>> Start INFORMATION PROVIDED

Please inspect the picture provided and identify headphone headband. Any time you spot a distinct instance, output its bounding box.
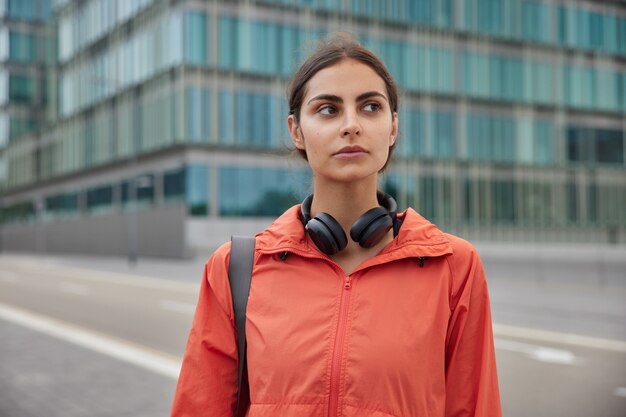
[300,191,398,255]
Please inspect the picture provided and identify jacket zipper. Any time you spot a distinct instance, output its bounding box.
[328,276,352,417]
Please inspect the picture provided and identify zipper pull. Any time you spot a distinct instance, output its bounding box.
[343,276,352,290]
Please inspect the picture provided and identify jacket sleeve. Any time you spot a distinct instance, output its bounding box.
[171,243,238,417]
[445,237,502,417]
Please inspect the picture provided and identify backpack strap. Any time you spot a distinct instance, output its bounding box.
[228,236,255,417]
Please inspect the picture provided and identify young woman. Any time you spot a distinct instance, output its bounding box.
[172,37,501,417]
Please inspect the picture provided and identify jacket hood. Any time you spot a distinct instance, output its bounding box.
[256,204,452,258]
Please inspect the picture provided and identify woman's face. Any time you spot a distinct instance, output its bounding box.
[288,59,398,182]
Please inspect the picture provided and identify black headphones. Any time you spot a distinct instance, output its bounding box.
[300,191,398,255]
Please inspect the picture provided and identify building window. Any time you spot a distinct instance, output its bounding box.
[46,193,78,216]
[183,12,209,66]
[185,165,208,216]
[87,185,113,211]
[9,74,35,103]
[219,166,310,217]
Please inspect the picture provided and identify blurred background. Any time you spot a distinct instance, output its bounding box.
[0,0,626,417]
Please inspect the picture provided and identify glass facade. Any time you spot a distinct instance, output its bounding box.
[0,0,626,244]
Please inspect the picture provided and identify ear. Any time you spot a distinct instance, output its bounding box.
[389,112,398,146]
[287,114,304,150]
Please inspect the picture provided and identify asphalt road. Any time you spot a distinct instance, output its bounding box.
[0,247,626,417]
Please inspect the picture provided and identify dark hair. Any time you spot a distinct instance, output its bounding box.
[287,33,398,171]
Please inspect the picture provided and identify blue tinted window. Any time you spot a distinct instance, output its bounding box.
[163,168,185,201]
[533,121,554,164]
[46,193,78,214]
[87,185,113,210]
[185,165,209,216]
[9,31,36,62]
[397,107,426,156]
[183,12,208,65]
[185,87,211,143]
[433,112,456,159]
[219,166,310,216]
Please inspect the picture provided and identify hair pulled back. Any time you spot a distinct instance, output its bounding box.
[287,33,398,171]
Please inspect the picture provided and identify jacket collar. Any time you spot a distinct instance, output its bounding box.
[256,204,452,261]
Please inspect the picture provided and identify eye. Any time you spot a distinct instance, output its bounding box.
[317,104,337,116]
[363,102,382,112]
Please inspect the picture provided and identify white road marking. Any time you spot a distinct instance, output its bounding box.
[159,300,196,314]
[0,271,17,284]
[3,259,196,294]
[0,303,181,379]
[59,282,89,295]
[494,339,579,365]
[493,324,626,353]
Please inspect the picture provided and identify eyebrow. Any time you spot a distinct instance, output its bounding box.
[306,91,387,104]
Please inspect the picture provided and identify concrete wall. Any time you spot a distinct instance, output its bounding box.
[0,205,191,258]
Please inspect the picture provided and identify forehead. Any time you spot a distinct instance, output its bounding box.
[305,59,387,98]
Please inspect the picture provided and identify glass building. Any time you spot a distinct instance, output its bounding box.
[0,0,626,256]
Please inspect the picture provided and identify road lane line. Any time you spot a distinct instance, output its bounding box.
[493,324,626,353]
[0,303,181,379]
[4,262,200,294]
[59,282,89,295]
[494,339,579,365]
[159,300,196,315]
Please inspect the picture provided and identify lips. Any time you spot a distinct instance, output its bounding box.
[335,145,366,155]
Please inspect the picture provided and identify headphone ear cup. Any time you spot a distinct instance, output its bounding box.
[350,207,393,248]
[306,213,348,255]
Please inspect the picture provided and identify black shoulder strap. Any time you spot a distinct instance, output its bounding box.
[228,236,255,417]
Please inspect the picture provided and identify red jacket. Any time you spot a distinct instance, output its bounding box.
[172,206,501,417]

>> End INFORMATION PROVIDED

● GOAL
Reproduce all of the rows above, substituting "examine" for every "inspect" and leaving everything else unchanged. Leave the pictures out.

● REPLY TO THE EXERCISE
Please examine the picture provided and identify headphone headband. Any time you spot a distinct instance, output its bounding box.
[300,191,398,255]
Please examine the picture provided and identify jacket zipper. Any time you spot a distinct instance, output its bounding box.
[328,276,352,417]
Please examine the picture provided and identify zipper pull. Any time you spot a distinct instance, output its bounding box.
[343,276,352,290]
Please examine the picture provided and identify jacket sleeve. Any time you spot a distinct instance, output its bounding box.
[171,243,238,417]
[445,237,502,417]
Please examine the picture provided and identify backpack strap. Any time you spot a distinct instance, output its bounding box.
[228,236,255,417]
Please examine the picture provided and identify young woman. Any time you spot a distinct instance, output its bounding box.
[172,37,501,417]
Please examine the picture provided and identify jacket hood. Any time you spot a distinct instance, output its bounding box.
[256,204,452,258]
Please examine the picture provided and identify woman's face. Any time you spot a distinct instance, output its bounding box.
[288,59,398,182]
Please examine the picture provided and identify black headphones. Any time you spot a distinct instance, output its bounding box.
[300,191,398,255]
Please examine the picture provided and identify building window. Any time you spot a distinct instance, output its bounding box.
[46,193,78,216]
[183,12,209,66]
[185,165,208,216]
[87,185,113,211]
[9,74,35,103]
[219,166,310,217]
Please examine the picture provided and identify blurred background. Any time you spot a distinct instance, output its bounding box.
[0,0,626,417]
Please examine the picture provided and identify glass facade. Any time you spot a distinct instance, output its bounding box.
[0,0,626,244]
Please examine the picture provided and identify ear. Any time you spot a distinct instance, output its bounding box.
[389,112,398,146]
[287,114,304,150]
Please examine the picture provided and identify asphalt road. Any time you spot a distinct instance, output its bounding box.
[0,247,626,417]
Please examine the picture provided and identify dark hair. Any time you spot a distinct instance, output its bounding box.
[287,33,398,171]
Please examine the picture provided and identify blue tinted window. Any time you spot a distinct instance, output its bounding box.
[163,168,185,201]
[533,121,554,164]
[46,193,78,214]
[87,185,113,210]
[185,165,209,216]
[9,31,36,62]
[397,107,426,156]
[183,12,208,65]
[185,87,211,143]
[433,112,456,159]
[219,166,310,216]
Please examine the picture provided and identify hair pulled back. Any time you spot a distinct instance, output its bounding box.
[287,33,398,171]
Please examine the picture provided and identify jacket collar. Any time you spot a distinct instance, output its bounding box.
[256,204,452,261]
Please examine the picture provided and identify eye. Any time you spot a distinct instance, output its bounding box.
[317,104,337,116]
[363,102,382,112]
Please examine the picture provided and identify white road marking. Any time you spot a distinct instance, output its bounding box.
[159,300,196,314]
[0,271,17,284]
[3,259,196,294]
[0,303,181,379]
[59,282,89,295]
[494,339,579,365]
[493,324,626,353]
Please examine the picture provided and identify eyebrow. Any time you spot a distinct instance, output its bounding box.
[306,91,387,104]
Please examine the picture provided and identify concrete wall. Any time you spot a distinct instance, output its bounding box.
[0,205,191,258]
Please examine the picture provided and identify forehead. Any time you spot a distinct instance, output its bounding box.
[305,59,387,98]
Please examine the picture provided and identify glass building. Any time you spot a distinct instance, output its bounding box.
[0,0,626,256]
Please examine the picture provided and identify road lane line. Any time you spot a distinct instance, output its bounding box.
[493,324,626,353]
[0,303,181,379]
[4,262,200,294]
[59,282,89,295]
[494,339,579,365]
[159,300,196,315]
Please examine the picture provided and identify lips. Any time you spot a distinct instance, output its bounding box.
[335,145,366,155]
Please examine the picture provided and identify headphone ear cup. Any time you spot a distinct instance, output its bounding box.
[350,207,393,248]
[306,213,348,255]
Please examine the picture provided and identify black shoulder strap. Any time you spot a distinct instance, output its bounding box.
[228,236,255,417]
Please examine the picture provided and identify red jacket. Any time you spot a distinct instance, output its bounding box.
[172,206,501,417]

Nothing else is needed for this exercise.